----- Source extract -----

I am 56 today. A lifetime. I am married and I have a family, grandchildren and all. But my one true love is my cousin. He is 66 and just retired and he has a wife and a family and grandchildren and all. When he holds me my life is complete. He has a way of holding me that makes everything OK. We hug a lot, and I usually have my arms around his neck. It is not new, it has been this way with him since I was fourteen and I learned the facts of life with him. Somedays, he just kisses me on the mouth, and i get these long electric feelings running through me from top to bottom and bottom to top. Sometimes, when he holds me and he whspers to me that I am still his favorite girl I get tears in my eyes and I tell him how much I love him. Sometimes, when we make love I dream that I am in heaven and that we are together forever. Today is my birthday and my cousin came by on his way to the club and kissed me and held me for a long minute and whispered to me that I am his favorite girl and he loves me.

My name is La***. My first crush was on Cindy in the sixth grade. She was more or less a tomboy. At the time it was like a real deep need for her to be my one and only friend. She kissed me. I am 33 years old, I am married and I have three children. We are very close friends, as close as two can be, and she still kisses me the same way. She is still a bit of tom boy, she is just a beautiful as ever, she is the aunt of aunts to my kids, she is the friend of friends to me, she has been by my side all my life. I am totally sure that if I had never gotten married, she and I would have a life together. I love her more than words can say. Valentine's day is coming up, and I will prepare a special dinner and she will be there with us as she is every year. I know I won the lottery.

----- Given records -----

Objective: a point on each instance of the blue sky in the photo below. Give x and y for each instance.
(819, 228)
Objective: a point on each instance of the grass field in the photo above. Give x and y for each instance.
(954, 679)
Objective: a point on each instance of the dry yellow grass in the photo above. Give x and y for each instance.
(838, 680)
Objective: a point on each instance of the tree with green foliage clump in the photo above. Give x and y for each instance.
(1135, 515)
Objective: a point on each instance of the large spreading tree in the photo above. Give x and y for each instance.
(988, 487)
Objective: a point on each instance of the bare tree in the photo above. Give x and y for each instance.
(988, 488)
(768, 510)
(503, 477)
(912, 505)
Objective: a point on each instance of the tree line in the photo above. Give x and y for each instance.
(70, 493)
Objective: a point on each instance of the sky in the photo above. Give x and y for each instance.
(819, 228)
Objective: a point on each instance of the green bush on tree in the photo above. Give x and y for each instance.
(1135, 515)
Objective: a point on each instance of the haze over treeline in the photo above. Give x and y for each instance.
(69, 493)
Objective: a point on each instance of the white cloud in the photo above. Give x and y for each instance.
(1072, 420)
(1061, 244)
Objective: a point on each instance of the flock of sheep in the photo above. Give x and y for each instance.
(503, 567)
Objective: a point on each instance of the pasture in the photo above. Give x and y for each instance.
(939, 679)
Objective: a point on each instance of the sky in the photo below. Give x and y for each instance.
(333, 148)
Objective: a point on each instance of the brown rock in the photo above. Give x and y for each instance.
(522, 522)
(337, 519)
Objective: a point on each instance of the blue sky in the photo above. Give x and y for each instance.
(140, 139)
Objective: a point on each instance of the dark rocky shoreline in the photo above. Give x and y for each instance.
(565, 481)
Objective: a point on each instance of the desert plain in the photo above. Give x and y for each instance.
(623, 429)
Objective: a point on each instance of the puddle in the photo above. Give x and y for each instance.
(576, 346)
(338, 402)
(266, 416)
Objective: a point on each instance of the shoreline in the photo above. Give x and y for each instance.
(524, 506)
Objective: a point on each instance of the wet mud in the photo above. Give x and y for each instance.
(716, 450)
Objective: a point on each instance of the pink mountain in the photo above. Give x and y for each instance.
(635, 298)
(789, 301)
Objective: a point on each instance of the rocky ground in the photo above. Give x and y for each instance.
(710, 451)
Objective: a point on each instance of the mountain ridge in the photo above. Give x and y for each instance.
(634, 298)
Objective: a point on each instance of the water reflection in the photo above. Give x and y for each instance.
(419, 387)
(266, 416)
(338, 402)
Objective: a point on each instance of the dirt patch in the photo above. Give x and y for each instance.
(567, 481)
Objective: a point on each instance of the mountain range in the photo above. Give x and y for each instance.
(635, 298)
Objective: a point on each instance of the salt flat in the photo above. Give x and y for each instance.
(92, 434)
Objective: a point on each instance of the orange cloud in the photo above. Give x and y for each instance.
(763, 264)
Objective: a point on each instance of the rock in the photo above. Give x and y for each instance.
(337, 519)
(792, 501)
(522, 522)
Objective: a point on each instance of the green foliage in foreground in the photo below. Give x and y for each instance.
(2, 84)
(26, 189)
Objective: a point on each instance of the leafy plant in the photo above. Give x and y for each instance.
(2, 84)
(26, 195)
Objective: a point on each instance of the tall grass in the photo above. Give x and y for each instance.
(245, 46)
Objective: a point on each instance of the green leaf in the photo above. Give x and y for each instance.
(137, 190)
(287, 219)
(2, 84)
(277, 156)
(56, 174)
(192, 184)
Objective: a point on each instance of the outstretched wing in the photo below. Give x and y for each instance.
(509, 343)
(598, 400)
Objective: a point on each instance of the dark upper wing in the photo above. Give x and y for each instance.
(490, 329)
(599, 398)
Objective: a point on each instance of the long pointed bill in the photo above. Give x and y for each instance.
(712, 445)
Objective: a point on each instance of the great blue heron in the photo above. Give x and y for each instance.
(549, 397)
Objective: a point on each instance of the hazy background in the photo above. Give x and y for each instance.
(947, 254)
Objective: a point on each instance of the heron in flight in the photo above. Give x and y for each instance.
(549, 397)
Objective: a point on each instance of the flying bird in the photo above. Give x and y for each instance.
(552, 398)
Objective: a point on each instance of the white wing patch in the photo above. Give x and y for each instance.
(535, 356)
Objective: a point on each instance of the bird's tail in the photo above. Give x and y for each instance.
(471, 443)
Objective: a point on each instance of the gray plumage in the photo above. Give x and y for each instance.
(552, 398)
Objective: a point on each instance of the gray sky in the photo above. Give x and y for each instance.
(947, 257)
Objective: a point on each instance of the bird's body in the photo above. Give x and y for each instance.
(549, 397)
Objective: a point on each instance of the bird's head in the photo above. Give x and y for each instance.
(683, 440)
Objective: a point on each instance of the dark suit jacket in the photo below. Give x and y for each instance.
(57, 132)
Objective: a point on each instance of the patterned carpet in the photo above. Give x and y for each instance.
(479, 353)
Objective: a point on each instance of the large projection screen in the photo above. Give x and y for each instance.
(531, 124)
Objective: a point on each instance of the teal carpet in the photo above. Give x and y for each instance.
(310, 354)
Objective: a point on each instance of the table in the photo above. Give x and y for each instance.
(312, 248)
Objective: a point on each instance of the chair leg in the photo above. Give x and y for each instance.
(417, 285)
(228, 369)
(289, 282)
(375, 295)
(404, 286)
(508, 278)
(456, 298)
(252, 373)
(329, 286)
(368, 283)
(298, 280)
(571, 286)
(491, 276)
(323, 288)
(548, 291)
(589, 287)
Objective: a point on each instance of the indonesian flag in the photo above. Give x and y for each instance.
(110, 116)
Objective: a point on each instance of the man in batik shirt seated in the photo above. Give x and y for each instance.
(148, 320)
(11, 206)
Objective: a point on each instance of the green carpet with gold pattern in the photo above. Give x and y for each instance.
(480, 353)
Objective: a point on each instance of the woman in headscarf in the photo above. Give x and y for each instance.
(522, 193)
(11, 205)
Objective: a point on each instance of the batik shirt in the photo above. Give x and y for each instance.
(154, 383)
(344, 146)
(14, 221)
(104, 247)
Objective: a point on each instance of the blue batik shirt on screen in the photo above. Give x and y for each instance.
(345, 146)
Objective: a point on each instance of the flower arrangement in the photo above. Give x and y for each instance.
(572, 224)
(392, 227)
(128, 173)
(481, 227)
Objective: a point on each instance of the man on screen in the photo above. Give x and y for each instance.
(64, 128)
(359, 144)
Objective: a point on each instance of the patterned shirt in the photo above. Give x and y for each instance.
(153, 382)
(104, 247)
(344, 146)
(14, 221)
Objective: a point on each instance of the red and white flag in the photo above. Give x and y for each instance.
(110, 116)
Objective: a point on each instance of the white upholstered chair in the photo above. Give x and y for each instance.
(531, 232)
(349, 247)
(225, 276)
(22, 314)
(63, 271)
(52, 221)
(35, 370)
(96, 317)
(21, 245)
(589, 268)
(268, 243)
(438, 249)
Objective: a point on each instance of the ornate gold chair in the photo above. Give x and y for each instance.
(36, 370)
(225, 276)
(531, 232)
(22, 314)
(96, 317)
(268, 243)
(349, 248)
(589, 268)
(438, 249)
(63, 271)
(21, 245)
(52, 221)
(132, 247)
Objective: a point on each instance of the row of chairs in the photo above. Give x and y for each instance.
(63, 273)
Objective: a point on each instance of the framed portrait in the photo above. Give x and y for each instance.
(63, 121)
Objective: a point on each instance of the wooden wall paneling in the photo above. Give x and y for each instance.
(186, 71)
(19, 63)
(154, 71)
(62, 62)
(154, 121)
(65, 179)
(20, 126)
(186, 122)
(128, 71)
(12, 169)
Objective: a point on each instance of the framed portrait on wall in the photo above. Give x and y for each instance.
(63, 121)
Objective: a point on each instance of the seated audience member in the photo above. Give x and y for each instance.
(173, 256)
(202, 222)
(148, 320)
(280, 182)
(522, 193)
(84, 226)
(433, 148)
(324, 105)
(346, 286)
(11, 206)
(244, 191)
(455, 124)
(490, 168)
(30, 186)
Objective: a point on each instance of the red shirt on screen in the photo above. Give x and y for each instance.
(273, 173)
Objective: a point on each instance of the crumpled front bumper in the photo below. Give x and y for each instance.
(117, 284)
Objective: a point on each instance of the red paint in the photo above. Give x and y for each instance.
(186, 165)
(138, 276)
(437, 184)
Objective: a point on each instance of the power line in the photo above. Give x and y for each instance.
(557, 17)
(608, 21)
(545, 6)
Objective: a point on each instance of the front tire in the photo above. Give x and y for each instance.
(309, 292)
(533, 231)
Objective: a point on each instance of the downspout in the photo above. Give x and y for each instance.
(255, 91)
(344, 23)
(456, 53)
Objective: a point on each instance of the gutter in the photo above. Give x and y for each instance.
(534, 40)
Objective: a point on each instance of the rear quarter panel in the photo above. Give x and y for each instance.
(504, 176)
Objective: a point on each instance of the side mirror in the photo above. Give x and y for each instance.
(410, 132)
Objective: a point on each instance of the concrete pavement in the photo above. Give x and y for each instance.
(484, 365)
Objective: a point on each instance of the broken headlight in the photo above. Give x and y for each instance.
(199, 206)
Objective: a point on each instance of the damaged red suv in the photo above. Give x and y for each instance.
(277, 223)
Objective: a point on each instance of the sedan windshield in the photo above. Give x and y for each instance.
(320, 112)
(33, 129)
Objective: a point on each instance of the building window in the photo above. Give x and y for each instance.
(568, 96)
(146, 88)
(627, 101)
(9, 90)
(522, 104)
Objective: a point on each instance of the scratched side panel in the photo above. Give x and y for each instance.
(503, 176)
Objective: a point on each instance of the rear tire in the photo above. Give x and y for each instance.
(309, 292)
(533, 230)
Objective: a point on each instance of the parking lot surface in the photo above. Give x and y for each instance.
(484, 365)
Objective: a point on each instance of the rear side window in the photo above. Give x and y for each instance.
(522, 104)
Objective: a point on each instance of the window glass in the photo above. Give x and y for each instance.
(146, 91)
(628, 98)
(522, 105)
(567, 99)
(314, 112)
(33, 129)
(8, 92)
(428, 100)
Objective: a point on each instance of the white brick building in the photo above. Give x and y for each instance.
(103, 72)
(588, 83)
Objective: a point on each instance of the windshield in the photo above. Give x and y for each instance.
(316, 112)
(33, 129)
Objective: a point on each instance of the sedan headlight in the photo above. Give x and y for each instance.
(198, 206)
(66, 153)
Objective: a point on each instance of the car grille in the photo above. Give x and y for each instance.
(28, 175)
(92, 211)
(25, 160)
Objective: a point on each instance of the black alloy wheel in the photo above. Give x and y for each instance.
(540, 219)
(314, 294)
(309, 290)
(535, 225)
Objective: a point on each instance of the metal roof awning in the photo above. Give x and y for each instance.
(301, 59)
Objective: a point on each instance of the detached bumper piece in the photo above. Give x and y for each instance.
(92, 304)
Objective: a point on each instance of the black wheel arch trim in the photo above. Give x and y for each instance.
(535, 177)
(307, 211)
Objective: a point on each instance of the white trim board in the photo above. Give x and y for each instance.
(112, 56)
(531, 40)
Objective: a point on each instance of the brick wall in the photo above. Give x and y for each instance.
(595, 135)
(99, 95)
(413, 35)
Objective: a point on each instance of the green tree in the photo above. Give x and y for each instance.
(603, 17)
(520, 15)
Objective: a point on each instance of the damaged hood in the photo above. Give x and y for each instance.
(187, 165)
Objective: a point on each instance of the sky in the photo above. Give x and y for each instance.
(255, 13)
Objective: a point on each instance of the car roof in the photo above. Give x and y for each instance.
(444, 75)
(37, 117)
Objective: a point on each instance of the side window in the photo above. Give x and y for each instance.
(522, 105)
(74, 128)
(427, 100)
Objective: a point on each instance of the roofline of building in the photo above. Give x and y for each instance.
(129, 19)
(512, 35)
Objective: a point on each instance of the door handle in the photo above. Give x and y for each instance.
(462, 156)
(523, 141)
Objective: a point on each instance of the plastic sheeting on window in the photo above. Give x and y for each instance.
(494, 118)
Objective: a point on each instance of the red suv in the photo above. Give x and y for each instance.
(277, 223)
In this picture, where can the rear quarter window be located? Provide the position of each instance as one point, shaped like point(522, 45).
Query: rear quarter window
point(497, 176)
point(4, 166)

-----

## What is required
Condense the paragraph of the source extract that begins "My name is La***" into a short bulleted list of its main facts.

## Output for this exercise
- The writer's first crush was on Cindy, a tomboy, in sixth grade, and Cindy kissed the writer.
- The writer is now 33, married, and has three children.
- The two remain extremely close friends. Cindy still kisses the writer the same way and is still somewhat of a tomboy and as beautiful as ever.
- Cindy is "the aunt of aunts" to the children and has been at the writer's side for the writer's whole life.
- The writer is sure they would have shared a life if the writer had never married, and loves Cindy more than words can say.
- Cindy will come to a special Valentine's Day dinner, as she does every year, and the writer feels like a lottery winner.